■ EXERCISE GOAL ■
For the entries below, how many lines include the word "instance"? Give the figure and nothing more.

■ DATA FOR THIS EXERCISE ■
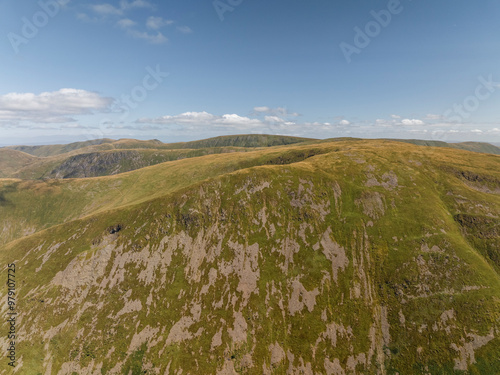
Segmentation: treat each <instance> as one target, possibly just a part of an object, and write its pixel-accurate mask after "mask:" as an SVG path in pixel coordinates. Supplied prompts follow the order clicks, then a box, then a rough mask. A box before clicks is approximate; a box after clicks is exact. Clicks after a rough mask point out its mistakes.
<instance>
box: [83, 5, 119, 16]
mask: <svg viewBox="0 0 500 375" xmlns="http://www.w3.org/2000/svg"><path fill="white" fill-rule="evenodd" d="M90 9H92V10H93V11H94V12H95V13H97V14H99V15H101V16H120V15H122V14H123V10H122V9H119V8H116V7H115V6H113V5H111V4H107V3H104V4H92V5H90Z"/></svg>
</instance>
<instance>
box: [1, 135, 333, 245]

■ EXERCISE ANSWER ■
4